- **Task material**
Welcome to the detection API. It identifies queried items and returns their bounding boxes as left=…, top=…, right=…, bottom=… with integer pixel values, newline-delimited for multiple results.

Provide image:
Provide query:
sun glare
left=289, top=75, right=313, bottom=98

- **Work to be completed**
Rewrite the lines above with "Provide" swapped for "Supply" wherever it occurs, keeping everything else the same.

- **Expected answer**
Welcome to the detection API. It identifies queried items and returns their bounding boxes as left=…, top=…, right=…, bottom=… with integer pixel values, newline-delimited for multiple results.

Supply image:
Supply query:
sun glare
left=289, top=75, right=313, bottom=98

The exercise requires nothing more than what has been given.